• **Exercise details**: Having found the line that contains "Would you say there is any stone", please retype only it and every line after it up to the end of the entries, exactly as written.

• **Data for this task**:
'''

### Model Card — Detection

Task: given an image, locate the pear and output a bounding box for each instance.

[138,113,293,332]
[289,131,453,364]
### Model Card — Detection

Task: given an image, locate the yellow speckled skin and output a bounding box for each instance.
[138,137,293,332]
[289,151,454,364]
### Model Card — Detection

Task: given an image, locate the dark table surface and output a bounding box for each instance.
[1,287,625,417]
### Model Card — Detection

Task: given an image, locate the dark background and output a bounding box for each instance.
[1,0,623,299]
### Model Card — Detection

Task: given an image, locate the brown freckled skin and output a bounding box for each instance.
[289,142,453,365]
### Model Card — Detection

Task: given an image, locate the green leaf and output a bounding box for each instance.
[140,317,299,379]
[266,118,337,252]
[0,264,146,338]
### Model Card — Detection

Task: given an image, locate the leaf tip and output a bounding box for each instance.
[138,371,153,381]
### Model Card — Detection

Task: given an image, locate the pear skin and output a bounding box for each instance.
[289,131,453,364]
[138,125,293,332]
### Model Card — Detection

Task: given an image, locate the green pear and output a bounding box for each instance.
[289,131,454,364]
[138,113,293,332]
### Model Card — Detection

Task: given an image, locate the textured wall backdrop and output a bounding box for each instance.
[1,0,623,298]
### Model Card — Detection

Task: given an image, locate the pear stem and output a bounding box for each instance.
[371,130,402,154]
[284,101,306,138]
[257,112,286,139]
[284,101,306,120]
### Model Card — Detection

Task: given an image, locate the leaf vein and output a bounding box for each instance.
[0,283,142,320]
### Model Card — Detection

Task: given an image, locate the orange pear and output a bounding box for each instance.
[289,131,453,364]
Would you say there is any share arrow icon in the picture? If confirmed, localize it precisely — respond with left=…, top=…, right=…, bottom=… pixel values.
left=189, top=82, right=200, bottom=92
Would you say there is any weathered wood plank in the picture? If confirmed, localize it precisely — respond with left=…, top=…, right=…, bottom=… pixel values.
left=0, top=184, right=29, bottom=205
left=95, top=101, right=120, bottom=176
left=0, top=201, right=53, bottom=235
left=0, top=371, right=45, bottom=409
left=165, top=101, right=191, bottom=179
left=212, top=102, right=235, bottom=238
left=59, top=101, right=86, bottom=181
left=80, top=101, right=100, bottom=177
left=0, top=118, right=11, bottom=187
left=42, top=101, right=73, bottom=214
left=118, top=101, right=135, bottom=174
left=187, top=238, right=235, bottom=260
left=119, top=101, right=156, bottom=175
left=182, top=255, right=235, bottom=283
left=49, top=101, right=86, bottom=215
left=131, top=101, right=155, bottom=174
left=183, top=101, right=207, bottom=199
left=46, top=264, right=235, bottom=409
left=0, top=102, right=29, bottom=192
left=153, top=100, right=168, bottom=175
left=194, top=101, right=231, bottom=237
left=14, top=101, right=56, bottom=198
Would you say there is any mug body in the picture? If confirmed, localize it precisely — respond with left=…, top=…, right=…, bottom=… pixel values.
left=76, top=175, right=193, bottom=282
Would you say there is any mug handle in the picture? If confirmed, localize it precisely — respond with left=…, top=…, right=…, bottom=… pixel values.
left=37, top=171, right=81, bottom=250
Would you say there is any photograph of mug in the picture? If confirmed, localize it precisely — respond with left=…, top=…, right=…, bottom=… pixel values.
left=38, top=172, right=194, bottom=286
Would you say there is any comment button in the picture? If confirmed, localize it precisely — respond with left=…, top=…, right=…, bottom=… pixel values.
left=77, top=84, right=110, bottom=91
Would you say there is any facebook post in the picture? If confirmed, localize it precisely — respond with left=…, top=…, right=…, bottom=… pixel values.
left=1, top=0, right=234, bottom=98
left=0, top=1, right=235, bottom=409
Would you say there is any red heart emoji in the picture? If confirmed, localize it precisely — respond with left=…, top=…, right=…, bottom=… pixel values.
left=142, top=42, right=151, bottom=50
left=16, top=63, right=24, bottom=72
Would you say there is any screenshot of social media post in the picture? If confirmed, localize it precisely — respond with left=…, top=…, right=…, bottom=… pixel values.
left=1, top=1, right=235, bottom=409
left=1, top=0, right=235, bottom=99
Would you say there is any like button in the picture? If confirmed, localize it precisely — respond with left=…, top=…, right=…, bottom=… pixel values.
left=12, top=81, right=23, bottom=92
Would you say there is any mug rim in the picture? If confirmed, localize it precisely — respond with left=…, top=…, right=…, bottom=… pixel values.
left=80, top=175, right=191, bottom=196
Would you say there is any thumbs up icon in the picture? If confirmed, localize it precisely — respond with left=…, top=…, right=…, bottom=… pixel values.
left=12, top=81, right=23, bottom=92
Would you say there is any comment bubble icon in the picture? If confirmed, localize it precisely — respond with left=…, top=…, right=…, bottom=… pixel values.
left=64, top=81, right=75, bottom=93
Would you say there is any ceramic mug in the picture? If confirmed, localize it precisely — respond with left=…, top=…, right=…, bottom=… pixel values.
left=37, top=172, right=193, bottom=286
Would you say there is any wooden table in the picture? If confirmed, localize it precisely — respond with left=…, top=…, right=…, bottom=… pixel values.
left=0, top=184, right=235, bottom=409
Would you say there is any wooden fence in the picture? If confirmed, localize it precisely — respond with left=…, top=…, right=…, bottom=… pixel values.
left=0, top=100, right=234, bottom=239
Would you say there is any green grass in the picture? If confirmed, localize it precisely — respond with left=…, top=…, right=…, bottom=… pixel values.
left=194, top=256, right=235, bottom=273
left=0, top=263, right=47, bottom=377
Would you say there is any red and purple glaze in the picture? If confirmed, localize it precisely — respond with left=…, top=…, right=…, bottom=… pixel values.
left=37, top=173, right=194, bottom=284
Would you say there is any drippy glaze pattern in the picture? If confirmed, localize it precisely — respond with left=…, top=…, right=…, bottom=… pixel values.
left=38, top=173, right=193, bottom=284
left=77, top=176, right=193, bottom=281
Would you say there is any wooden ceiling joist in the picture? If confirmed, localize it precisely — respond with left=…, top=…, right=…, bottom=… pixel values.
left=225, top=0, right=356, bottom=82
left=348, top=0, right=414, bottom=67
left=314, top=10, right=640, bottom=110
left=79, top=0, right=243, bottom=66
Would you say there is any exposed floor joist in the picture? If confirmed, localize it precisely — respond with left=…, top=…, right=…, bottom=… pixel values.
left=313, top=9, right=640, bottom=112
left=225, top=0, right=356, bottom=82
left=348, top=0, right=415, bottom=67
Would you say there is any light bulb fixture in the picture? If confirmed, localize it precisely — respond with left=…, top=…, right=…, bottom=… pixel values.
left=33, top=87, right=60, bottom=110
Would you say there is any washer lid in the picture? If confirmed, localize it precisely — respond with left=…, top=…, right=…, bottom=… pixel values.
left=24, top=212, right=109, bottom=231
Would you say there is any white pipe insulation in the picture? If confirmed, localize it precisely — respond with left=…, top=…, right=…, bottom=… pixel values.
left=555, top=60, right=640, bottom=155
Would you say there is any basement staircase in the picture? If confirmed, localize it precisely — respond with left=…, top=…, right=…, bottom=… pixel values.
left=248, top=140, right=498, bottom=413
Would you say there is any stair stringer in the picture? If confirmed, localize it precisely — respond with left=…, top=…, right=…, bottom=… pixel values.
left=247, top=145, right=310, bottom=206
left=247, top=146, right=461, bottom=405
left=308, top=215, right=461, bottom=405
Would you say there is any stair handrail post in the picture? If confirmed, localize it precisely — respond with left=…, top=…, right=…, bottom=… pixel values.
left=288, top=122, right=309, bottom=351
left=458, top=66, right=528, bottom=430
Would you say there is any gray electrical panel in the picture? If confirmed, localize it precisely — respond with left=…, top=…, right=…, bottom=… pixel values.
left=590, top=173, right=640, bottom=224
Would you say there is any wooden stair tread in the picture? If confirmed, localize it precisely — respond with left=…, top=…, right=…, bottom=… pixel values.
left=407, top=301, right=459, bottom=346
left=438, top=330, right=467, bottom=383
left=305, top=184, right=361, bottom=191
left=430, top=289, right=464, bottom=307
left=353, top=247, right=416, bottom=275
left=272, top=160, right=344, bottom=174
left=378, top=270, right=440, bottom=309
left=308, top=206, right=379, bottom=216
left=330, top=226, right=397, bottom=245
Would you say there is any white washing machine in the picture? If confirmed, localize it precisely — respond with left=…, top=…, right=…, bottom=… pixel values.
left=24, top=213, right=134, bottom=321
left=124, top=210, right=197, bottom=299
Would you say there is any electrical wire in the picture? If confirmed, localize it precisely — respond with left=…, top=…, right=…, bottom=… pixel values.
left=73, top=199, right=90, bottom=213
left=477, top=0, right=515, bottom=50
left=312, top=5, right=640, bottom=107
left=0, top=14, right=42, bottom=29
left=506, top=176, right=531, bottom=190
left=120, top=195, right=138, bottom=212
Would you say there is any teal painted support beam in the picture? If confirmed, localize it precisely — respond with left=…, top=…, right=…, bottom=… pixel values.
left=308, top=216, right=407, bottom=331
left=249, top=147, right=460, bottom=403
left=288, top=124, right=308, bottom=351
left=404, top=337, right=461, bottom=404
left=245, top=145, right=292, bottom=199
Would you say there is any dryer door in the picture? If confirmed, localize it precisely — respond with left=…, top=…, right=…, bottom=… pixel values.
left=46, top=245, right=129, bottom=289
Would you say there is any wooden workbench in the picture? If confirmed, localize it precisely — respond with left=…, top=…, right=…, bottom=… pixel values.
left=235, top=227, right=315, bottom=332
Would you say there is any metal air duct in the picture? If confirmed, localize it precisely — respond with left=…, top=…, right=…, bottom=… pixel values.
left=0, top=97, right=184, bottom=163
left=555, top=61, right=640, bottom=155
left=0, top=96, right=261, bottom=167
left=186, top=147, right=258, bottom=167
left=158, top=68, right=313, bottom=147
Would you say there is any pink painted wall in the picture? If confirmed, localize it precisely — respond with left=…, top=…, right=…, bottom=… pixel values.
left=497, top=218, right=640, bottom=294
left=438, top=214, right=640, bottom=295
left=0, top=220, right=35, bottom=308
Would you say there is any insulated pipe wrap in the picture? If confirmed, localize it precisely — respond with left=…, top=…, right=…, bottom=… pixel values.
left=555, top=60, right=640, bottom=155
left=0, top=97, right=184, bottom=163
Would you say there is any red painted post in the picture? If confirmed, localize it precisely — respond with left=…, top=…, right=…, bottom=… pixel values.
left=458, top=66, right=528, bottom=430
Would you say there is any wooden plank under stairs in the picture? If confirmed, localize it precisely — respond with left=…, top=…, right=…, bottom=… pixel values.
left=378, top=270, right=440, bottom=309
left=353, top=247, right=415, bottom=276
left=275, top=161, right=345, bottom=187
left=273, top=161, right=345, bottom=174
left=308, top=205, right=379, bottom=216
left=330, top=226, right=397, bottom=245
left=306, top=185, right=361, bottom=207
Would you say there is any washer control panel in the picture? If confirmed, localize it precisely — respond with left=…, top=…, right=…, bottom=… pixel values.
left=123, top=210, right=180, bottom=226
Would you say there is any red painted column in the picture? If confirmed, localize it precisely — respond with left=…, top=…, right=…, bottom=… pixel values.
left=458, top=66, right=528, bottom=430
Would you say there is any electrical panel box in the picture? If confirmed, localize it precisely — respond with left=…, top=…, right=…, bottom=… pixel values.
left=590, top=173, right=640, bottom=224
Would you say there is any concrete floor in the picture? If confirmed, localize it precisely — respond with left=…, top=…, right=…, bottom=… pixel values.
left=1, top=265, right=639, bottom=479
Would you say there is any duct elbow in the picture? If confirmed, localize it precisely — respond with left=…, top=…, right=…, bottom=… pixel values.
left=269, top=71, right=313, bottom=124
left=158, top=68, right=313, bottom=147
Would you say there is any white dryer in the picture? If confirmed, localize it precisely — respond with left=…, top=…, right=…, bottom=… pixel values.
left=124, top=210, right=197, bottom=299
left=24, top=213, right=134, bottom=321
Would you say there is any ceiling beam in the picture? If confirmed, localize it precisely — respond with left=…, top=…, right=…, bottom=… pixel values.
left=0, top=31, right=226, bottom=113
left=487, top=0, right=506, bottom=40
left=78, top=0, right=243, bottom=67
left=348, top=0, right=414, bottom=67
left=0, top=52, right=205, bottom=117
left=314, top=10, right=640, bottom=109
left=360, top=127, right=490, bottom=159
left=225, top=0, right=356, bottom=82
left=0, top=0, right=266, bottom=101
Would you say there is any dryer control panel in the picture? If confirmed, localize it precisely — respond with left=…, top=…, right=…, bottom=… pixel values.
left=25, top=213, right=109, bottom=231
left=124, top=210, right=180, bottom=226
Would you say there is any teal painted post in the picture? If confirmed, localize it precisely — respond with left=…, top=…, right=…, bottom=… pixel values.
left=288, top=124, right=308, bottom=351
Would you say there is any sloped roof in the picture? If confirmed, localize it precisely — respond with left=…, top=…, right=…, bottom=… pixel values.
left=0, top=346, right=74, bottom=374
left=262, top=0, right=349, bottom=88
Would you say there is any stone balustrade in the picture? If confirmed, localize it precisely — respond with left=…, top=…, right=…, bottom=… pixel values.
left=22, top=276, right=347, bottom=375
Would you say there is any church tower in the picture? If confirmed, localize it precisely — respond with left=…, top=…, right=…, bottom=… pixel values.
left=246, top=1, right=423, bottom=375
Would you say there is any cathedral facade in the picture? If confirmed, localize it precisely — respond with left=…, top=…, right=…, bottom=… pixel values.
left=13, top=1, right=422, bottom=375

'''

• **Answer space**:
Would you say there is any stone balustrade in the picture? If confirmed, localize it precisely — respond with left=…, top=…, right=…, bottom=… pixel values.
left=22, top=276, right=347, bottom=375
Would you say there is any church tower in the picture? If confirmed, localize it precisely — respond with left=…, top=…, right=…, bottom=… pixel values.
left=246, top=1, right=423, bottom=375
Would you say there is any cathedral facade in the picture? If confirmed, localize it precisely — respond with left=…, top=…, right=…, bottom=… pixel values.
left=13, top=1, right=422, bottom=375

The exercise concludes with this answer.